## Material for this task
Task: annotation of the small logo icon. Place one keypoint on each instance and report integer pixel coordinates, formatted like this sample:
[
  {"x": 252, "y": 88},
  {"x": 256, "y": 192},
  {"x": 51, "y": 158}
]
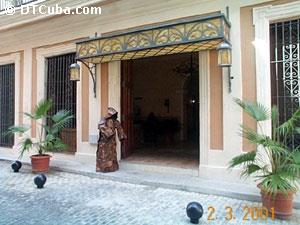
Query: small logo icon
[{"x": 10, "y": 10}]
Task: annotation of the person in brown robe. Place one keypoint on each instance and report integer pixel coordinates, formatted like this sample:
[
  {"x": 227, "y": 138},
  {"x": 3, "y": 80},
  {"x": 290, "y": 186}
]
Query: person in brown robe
[{"x": 107, "y": 153}]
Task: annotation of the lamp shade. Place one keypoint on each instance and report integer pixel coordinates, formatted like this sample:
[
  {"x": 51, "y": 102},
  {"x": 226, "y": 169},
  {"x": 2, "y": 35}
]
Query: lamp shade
[
  {"x": 224, "y": 55},
  {"x": 75, "y": 72}
]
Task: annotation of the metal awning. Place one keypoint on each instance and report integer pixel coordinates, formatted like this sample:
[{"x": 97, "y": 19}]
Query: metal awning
[{"x": 187, "y": 35}]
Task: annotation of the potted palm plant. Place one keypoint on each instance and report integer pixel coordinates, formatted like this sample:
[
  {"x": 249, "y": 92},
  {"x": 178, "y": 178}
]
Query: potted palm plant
[
  {"x": 275, "y": 163},
  {"x": 48, "y": 137}
]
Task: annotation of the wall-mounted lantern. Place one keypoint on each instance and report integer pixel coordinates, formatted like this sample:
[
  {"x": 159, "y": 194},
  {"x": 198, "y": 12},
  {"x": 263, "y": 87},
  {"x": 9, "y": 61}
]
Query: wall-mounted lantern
[
  {"x": 75, "y": 73},
  {"x": 225, "y": 59}
]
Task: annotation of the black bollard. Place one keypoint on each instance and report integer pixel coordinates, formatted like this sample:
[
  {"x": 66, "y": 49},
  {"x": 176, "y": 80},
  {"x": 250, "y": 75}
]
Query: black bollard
[
  {"x": 40, "y": 180},
  {"x": 16, "y": 166},
  {"x": 194, "y": 211}
]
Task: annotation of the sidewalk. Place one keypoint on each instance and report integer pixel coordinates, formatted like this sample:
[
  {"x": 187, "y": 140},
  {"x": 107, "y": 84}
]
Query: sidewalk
[{"x": 129, "y": 173}]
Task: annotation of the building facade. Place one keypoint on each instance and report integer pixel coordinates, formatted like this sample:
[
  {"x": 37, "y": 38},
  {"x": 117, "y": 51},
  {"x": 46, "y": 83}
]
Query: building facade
[{"x": 36, "y": 50}]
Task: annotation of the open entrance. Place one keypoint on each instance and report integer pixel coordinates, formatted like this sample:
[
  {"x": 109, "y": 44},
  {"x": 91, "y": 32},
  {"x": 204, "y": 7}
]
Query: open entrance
[{"x": 160, "y": 110}]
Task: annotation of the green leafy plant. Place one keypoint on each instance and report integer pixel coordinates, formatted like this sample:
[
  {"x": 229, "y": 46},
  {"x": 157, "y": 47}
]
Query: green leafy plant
[
  {"x": 48, "y": 137},
  {"x": 275, "y": 163}
]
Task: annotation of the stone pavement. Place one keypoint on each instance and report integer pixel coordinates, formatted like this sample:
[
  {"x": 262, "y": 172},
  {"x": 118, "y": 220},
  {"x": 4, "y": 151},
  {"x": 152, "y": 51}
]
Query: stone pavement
[{"x": 72, "y": 199}]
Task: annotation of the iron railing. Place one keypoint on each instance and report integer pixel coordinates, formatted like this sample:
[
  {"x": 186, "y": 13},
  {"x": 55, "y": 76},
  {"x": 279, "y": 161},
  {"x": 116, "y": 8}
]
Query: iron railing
[
  {"x": 7, "y": 103},
  {"x": 16, "y": 3}
]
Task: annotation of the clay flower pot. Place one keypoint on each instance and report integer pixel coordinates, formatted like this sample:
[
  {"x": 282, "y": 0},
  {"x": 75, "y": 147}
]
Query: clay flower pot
[
  {"x": 282, "y": 203},
  {"x": 40, "y": 163}
]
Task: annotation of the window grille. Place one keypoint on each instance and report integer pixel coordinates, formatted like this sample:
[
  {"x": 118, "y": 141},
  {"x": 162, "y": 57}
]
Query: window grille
[
  {"x": 63, "y": 93},
  {"x": 285, "y": 68},
  {"x": 7, "y": 103}
]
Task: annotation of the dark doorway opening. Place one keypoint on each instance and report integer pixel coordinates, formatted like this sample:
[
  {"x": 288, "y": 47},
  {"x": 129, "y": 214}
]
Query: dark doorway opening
[
  {"x": 160, "y": 109},
  {"x": 63, "y": 93},
  {"x": 7, "y": 103}
]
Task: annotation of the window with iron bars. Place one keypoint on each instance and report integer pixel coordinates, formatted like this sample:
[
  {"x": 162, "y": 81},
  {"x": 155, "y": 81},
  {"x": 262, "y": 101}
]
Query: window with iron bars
[
  {"x": 7, "y": 103},
  {"x": 285, "y": 69}
]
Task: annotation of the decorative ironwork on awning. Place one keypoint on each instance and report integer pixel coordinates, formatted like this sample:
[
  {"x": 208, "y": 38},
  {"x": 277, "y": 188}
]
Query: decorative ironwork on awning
[{"x": 187, "y": 35}]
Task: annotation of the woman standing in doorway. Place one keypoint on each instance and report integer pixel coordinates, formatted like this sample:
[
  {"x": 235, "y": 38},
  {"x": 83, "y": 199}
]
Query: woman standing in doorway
[{"x": 107, "y": 160}]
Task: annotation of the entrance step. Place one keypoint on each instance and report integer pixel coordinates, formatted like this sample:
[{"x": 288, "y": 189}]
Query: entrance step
[{"x": 158, "y": 168}]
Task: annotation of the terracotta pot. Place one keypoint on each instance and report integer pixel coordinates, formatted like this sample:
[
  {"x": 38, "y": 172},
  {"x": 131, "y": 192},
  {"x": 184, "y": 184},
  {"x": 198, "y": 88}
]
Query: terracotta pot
[
  {"x": 40, "y": 163},
  {"x": 282, "y": 203}
]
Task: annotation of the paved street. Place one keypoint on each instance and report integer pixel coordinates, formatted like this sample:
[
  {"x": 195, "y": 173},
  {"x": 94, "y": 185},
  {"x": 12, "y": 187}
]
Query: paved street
[{"x": 75, "y": 199}]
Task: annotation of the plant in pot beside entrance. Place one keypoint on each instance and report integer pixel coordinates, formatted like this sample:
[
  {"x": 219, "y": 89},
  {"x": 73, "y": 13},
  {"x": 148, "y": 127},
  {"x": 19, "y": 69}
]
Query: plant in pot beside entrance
[
  {"x": 48, "y": 134},
  {"x": 275, "y": 163}
]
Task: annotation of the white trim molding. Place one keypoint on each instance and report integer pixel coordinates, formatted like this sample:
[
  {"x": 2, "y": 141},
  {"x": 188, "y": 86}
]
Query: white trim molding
[
  {"x": 16, "y": 59},
  {"x": 262, "y": 17},
  {"x": 204, "y": 112}
]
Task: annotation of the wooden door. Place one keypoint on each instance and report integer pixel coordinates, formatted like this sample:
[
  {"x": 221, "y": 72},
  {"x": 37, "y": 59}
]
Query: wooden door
[{"x": 127, "y": 108}]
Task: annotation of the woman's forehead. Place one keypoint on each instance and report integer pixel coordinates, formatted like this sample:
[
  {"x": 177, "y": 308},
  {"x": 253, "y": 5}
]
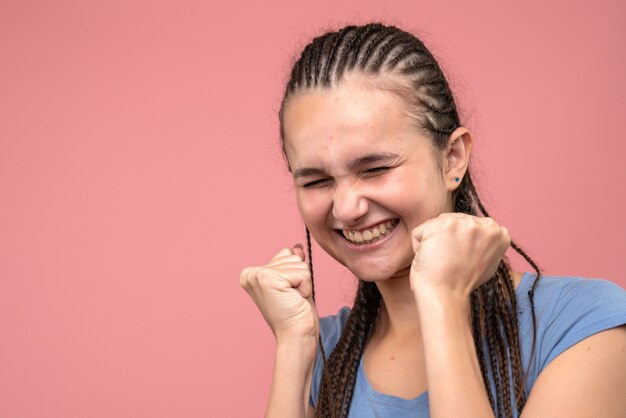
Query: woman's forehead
[{"x": 346, "y": 114}]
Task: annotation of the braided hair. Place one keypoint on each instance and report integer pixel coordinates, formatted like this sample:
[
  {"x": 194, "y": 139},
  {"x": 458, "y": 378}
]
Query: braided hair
[{"x": 388, "y": 53}]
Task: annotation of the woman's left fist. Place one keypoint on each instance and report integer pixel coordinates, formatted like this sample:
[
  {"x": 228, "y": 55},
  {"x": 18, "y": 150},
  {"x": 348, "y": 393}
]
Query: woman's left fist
[{"x": 456, "y": 253}]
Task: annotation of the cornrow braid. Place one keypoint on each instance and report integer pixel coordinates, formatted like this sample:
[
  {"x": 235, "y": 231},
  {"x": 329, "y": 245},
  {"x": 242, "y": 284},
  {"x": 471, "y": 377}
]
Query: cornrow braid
[{"x": 388, "y": 53}]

## Your task
Start with the first line of the records above and end with the line containing "Task: annotation of the metal". Output those lines exactly, pictures excluded.

## Result of the exercise
Task: annotation of the small logo icon. Place one keypoint on each instance and report integer pixel coordinates, formatted like this sample:
[
  {"x": 252, "y": 88},
  {"x": 256, "y": 192},
  {"x": 51, "y": 158}
]
Query: small logo icon
[{"x": 10, "y": 10}]
Task: annotation of the person in brown robe. Place one keypoint on each instance and report integer pixel coordinates, formatted like this sample:
[
  {"x": 227, "y": 138},
  {"x": 3, "y": 80},
  {"x": 290, "y": 186}
]
Query: person in brown robe
[{"x": 107, "y": 153}]
Task: annotation of the lamp shade. Place one keypoint on each instance and report integer pixel coordinates, formatted like this sample:
[
  {"x": 51, "y": 102},
  {"x": 226, "y": 169},
  {"x": 2, "y": 35}
]
Query: lamp shade
[
  {"x": 224, "y": 55},
  {"x": 75, "y": 72}
]
Task: annotation of the metal awning. Place one keypoint on each instance and report integer pixel coordinates, formatted like this sample:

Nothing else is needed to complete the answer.